+++ Input for this task +++
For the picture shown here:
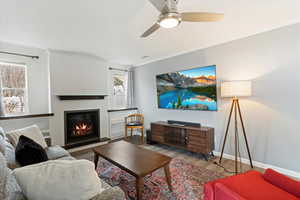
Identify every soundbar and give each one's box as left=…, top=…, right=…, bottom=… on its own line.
left=167, top=120, right=201, bottom=128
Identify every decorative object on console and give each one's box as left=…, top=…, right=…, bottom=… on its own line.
left=147, top=121, right=215, bottom=160
left=167, top=120, right=201, bottom=128
left=219, top=81, right=253, bottom=174
left=16, top=135, right=48, bottom=167
left=156, top=65, right=217, bottom=111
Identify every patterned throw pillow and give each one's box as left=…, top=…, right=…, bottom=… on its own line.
left=16, top=135, right=48, bottom=166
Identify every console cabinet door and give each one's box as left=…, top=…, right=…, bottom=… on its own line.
left=187, top=130, right=211, bottom=154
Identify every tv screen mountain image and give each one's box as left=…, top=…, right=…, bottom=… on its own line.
left=156, top=65, right=217, bottom=111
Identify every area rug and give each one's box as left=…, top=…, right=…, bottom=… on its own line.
left=97, top=158, right=223, bottom=200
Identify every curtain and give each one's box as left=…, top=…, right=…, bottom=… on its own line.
left=127, top=70, right=134, bottom=108
left=0, top=71, right=4, bottom=116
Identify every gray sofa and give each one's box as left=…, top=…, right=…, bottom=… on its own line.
left=0, top=127, right=125, bottom=200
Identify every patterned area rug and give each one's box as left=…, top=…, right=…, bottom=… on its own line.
left=97, top=158, right=223, bottom=200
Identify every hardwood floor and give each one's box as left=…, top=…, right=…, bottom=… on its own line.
left=71, top=136, right=264, bottom=176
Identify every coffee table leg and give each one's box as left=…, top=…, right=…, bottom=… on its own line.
left=164, top=164, right=173, bottom=191
left=94, top=153, right=99, bottom=169
left=136, top=177, right=144, bottom=200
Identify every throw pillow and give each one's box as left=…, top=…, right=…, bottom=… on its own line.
left=16, top=135, right=48, bottom=166
left=6, top=125, right=48, bottom=148
left=14, top=160, right=102, bottom=200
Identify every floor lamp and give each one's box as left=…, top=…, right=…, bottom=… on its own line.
left=219, top=81, right=253, bottom=174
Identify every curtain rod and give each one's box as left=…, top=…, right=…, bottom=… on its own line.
left=108, top=67, right=128, bottom=72
left=0, top=51, right=40, bottom=59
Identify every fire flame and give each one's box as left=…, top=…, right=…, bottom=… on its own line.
left=73, top=123, right=92, bottom=136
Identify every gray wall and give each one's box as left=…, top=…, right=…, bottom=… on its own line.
left=135, top=24, right=300, bottom=172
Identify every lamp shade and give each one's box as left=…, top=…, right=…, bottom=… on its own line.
left=221, top=81, right=252, bottom=97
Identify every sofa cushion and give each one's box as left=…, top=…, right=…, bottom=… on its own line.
left=45, top=146, right=70, bottom=160
left=14, top=160, right=102, bottom=200
left=6, top=125, right=48, bottom=148
left=0, top=153, right=25, bottom=200
left=210, top=171, right=299, bottom=200
left=0, top=152, right=9, bottom=200
left=0, top=130, right=6, bottom=155
left=16, top=135, right=48, bottom=166
left=263, top=169, right=300, bottom=198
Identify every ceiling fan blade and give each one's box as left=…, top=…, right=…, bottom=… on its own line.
left=181, top=12, right=224, bottom=22
left=141, top=23, right=160, bottom=38
left=149, top=0, right=169, bottom=13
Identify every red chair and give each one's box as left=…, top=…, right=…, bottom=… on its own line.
left=204, top=169, right=300, bottom=200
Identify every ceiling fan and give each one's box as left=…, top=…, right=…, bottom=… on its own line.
left=141, top=0, right=224, bottom=38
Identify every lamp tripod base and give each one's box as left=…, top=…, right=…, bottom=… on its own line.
left=219, top=98, right=253, bottom=174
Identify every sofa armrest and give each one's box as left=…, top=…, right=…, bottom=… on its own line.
left=91, top=187, right=126, bottom=200
left=215, top=183, right=246, bottom=200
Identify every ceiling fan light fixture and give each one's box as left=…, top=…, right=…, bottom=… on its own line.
left=158, top=13, right=181, bottom=28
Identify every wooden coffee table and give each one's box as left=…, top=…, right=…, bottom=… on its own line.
left=93, top=141, right=172, bottom=199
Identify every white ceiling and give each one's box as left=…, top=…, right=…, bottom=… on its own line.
left=0, top=0, right=300, bottom=65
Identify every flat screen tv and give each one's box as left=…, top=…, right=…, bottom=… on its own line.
left=156, top=65, right=217, bottom=111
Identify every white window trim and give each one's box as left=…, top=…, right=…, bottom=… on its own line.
left=0, top=60, right=29, bottom=116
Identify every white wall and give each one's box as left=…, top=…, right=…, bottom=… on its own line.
left=135, top=24, right=300, bottom=172
left=0, top=42, right=49, bottom=130
left=49, top=51, right=108, bottom=145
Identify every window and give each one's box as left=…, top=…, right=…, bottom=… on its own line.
left=0, top=62, right=28, bottom=115
left=111, top=72, right=127, bottom=108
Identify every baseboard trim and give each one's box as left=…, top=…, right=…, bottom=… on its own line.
left=214, top=151, right=300, bottom=179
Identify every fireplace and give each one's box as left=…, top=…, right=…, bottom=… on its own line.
left=65, top=109, right=100, bottom=148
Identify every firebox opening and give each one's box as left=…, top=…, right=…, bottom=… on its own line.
left=65, top=110, right=100, bottom=148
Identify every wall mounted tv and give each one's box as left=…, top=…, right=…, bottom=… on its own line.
left=156, top=65, right=217, bottom=111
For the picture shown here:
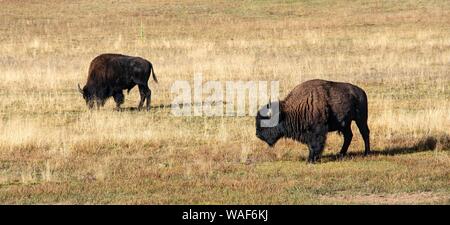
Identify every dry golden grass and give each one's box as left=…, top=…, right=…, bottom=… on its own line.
left=0, top=0, right=450, bottom=204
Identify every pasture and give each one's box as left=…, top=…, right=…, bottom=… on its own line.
left=0, top=0, right=450, bottom=204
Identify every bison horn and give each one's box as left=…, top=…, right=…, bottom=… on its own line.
left=78, top=84, right=83, bottom=94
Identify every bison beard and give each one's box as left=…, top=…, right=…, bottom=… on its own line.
left=256, top=80, right=370, bottom=163
left=78, top=54, right=158, bottom=110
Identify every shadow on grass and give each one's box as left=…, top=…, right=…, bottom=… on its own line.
left=322, top=134, right=450, bottom=162
left=121, top=101, right=226, bottom=112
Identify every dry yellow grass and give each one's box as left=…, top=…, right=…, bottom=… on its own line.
left=0, top=0, right=450, bottom=204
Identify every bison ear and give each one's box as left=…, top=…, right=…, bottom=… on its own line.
left=78, top=84, right=84, bottom=94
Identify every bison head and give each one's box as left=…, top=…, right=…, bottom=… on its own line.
left=78, top=84, right=94, bottom=109
left=256, top=102, right=284, bottom=147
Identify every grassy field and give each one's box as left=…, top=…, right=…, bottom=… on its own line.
left=0, top=0, right=450, bottom=204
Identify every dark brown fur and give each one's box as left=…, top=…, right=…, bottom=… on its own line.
left=256, top=80, right=370, bottom=162
left=78, top=54, right=158, bottom=110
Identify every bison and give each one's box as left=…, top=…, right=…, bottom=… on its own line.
left=256, top=79, right=370, bottom=163
left=78, top=54, right=158, bottom=111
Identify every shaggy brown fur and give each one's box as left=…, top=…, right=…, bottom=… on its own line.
left=78, top=54, right=158, bottom=110
left=256, top=80, right=370, bottom=162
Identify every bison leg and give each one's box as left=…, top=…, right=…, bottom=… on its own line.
left=138, top=85, right=151, bottom=111
left=356, top=121, right=370, bottom=156
left=339, top=123, right=353, bottom=157
left=308, top=137, right=325, bottom=163
left=113, top=92, right=125, bottom=111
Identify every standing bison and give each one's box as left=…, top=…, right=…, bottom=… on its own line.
left=256, top=80, right=370, bottom=163
left=78, top=54, right=158, bottom=111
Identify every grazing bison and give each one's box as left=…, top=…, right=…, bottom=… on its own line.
left=78, top=54, right=158, bottom=110
left=256, top=80, right=370, bottom=163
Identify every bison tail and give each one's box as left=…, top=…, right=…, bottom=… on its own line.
left=150, top=64, right=158, bottom=83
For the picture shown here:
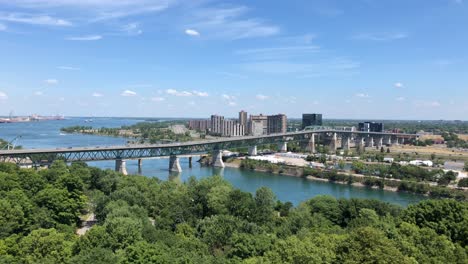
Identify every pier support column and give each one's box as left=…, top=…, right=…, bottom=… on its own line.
left=278, top=142, right=288, bottom=153
left=341, top=136, right=350, bottom=150
left=377, top=137, right=383, bottom=149
left=169, top=155, right=182, bottom=172
left=330, top=133, right=338, bottom=154
left=306, top=133, right=315, bottom=154
left=115, top=159, right=128, bottom=175
left=249, top=146, right=257, bottom=156
left=212, top=150, right=225, bottom=168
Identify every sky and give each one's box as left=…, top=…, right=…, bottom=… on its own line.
left=0, top=0, right=468, bottom=120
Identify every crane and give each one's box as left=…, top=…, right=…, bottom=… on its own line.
left=2, top=135, right=21, bottom=150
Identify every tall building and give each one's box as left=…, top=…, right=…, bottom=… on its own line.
left=211, top=115, right=224, bottom=135
left=248, top=114, right=268, bottom=136
left=358, top=122, right=384, bottom=132
left=267, top=114, right=288, bottom=134
left=239, top=110, right=247, bottom=127
left=302, top=114, right=323, bottom=129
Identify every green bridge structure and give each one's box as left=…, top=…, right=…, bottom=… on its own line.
left=0, top=129, right=418, bottom=174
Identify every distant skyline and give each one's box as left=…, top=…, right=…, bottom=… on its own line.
left=0, top=0, right=468, bottom=120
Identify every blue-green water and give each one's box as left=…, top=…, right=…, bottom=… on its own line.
left=0, top=118, right=424, bottom=206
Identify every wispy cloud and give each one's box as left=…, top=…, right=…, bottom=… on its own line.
left=57, top=66, right=80, bottom=71
left=0, top=13, right=72, bottom=27
left=120, top=90, right=136, bottom=97
left=44, top=79, right=58, bottom=85
left=185, top=29, right=200, bottom=37
left=189, top=6, right=280, bottom=40
left=65, top=35, right=102, bottom=41
left=354, top=93, right=370, bottom=98
left=353, top=32, right=408, bottom=41
left=151, top=96, right=166, bottom=102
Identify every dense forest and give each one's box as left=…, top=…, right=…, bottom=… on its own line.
left=0, top=161, right=468, bottom=264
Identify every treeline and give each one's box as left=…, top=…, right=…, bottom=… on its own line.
left=0, top=162, right=468, bottom=264
left=60, top=121, right=192, bottom=144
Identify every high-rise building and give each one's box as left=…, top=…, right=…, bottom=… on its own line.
left=358, top=122, right=384, bottom=132
left=267, top=114, right=288, bottom=134
left=211, top=115, right=224, bottom=135
left=239, top=110, right=247, bottom=127
left=302, top=114, right=323, bottom=129
left=248, top=114, right=268, bottom=136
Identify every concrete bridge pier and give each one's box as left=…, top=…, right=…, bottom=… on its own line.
left=115, top=159, right=128, bottom=175
left=377, top=137, right=383, bottom=149
left=249, top=146, right=257, bottom=156
left=330, top=133, right=338, bottom=153
left=341, top=136, right=350, bottom=150
left=212, top=150, right=225, bottom=168
left=306, top=134, right=315, bottom=153
left=278, top=141, right=288, bottom=153
left=169, top=155, right=182, bottom=172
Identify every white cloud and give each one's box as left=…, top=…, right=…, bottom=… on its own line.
left=65, top=35, right=102, bottom=41
left=166, top=89, right=209, bottom=97
left=193, top=91, right=209, bottom=97
left=57, top=66, right=80, bottom=71
left=355, top=93, right=370, bottom=98
left=191, top=6, right=280, bottom=39
left=44, top=79, right=58, bottom=85
left=255, top=94, right=269, bottom=101
left=122, top=22, right=143, bottom=35
left=353, top=32, right=408, bottom=41
left=120, top=90, right=136, bottom=97
left=221, top=94, right=236, bottom=100
left=0, top=13, right=72, bottom=27
left=151, top=96, right=166, bottom=102
left=185, top=29, right=200, bottom=37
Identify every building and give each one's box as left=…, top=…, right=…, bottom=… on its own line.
left=248, top=114, right=268, bottom=136
left=358, top=122, right=384, bottom=132
left=267, top=114, right=288, bottom=134
left=188, top=120, right=211, bottom=132
left=302, top=114, right=323, bottom=129
left=210, top=115, right=224, bottom=135
left=239, top=110, right=248, bottom=127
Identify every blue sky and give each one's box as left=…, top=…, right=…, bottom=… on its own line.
left=0, top=0, right=468, bottom=120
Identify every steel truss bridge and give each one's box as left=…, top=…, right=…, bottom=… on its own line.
left=0, top=130, right=417, bottom=166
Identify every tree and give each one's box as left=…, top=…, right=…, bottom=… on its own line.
left=254, top=187, right=276, bottom=225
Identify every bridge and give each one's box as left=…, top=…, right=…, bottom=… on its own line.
left=0, top=129, right=418, bottom=174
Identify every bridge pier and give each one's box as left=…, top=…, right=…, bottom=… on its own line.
left=306, top=133, right=315, bottom=153
left=169, top=155, right=182, bottom=172
left=341, top=136, right=350, bottom=150
left=330, top=133, right=338, bottom=153
left=115, top=159, right=128, bottom=175
left=212, top=150, right=225, bottom=168
left=249, top=146, right=257, bottom=156
left=278, top=142, right=288, bottom=153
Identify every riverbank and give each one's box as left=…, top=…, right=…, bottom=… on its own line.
left=231, top=157, right=468, bottom=200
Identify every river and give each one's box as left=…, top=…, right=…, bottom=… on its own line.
left=0, top=117, right=424, bottom=206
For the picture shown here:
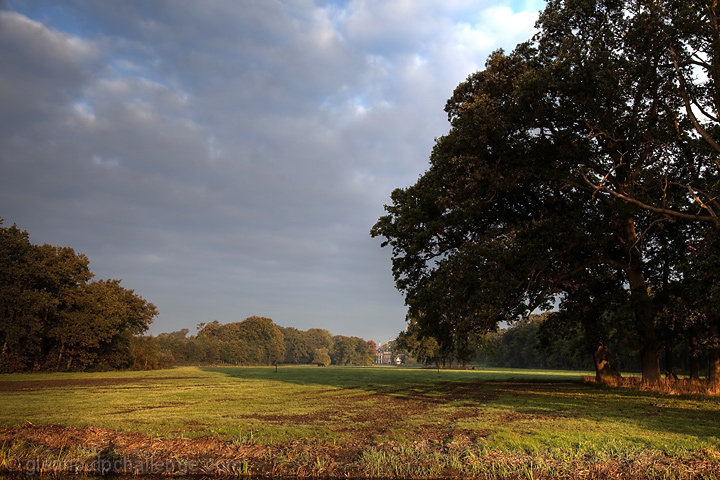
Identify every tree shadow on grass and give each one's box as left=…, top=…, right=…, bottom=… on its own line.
left=204, top=367, right=720, bottom=444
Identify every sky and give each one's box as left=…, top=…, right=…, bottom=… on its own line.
left=0, top=0, right=544, bottom=342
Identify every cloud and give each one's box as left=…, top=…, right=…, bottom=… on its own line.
left=0, top=0, right=536, bottom=340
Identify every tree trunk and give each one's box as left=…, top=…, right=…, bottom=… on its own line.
left=688, top=332, right=700, bottom=380
left=708, top=347, right=720, bottom=392
left=623, top=217, right=660, bottom=383
left=593, top=342, right=622, bottom=383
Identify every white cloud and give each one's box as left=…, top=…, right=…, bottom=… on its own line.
left=0, top=0, right=535, bottom=339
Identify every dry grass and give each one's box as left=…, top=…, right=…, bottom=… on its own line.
left=584, top=377, right=720, bottom=397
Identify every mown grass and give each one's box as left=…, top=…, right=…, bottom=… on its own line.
left=0, top=367, right=720, bottom=478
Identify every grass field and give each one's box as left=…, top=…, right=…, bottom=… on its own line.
left=0, top=367, right=720, bottom=478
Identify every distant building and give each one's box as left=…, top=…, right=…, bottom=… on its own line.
left=375, top=350, right=393, bottom=365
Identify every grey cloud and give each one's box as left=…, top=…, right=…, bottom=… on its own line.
left=0, top=0, right=540, bottom=340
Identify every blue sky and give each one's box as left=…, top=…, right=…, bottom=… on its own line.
left=0, top=0, right=543, bottom=341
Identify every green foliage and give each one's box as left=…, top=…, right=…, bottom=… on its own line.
left=312, top=348, right=330, bottom=367
left=371, top=0, right=720, bottom=382
left=0, top=221, right=157, bottom=371
left=143, top=316, right=376, bottom=369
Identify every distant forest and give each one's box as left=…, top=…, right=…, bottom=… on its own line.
left=131, top=316, right=377, bottom=369
left=0, top=219, right=376, bottom=372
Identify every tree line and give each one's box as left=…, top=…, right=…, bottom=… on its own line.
left=0, top=219, right=157, bottom=372
left=131, top=316, right=377, bottom=369
left=0, top=219, right=376, bottom=372
left=371, top=0, right=720, bottom=388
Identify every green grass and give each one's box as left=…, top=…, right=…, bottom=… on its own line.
left=0, top=367, right=720, bottom=477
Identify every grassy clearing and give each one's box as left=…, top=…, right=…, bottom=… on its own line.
left=0, top=367, right=720, bottom=478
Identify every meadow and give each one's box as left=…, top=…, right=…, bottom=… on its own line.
left=0, top=366, right=720, bottom=478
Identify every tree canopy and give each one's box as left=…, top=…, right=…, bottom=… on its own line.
left=371, top=0, right=720, bottom=382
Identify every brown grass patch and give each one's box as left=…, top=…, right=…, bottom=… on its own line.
left=583, top=377, right=720, bottom=396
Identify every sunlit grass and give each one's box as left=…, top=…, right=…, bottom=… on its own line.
left=0, top=367, right=720, bottom=476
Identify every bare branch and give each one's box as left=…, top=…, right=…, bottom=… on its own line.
left=579, top=170, right=720, bottom=226
left=670, top=47, right=720, bottom=153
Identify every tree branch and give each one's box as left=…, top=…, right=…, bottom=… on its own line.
left=579, top=170, right=720, bottom=226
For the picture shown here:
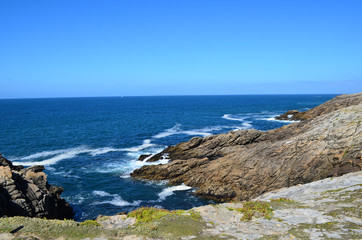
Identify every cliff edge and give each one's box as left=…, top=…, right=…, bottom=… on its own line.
left=0, top=154, right=73, bottom=219
left=131, top=93, right=362, bottom=201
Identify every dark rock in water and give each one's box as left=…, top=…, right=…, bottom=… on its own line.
left=138, top=154, right=152, bottom=161
left=276, top=93, right=362, bottom=121
left=131, top=93, right=362, bottom=201
left=275, top=110, right=299, bottom=120
left=0, top=155, right=74, bottom=219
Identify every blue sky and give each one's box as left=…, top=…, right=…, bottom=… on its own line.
+++
Locate every line of the material that contains the word "brown" and copy each of those lines.

Identify every dark brown fur and give each one's box as left=…, top=…, right=…, bottom=… on its own line.
Identify every shaggy brown fur and give each one's box as left=…, top=…, right=…, bottom=… on its own line.
Identify every brown grass patch and give each one's box as left=…, top=…, right=…, bottom=… on its own line.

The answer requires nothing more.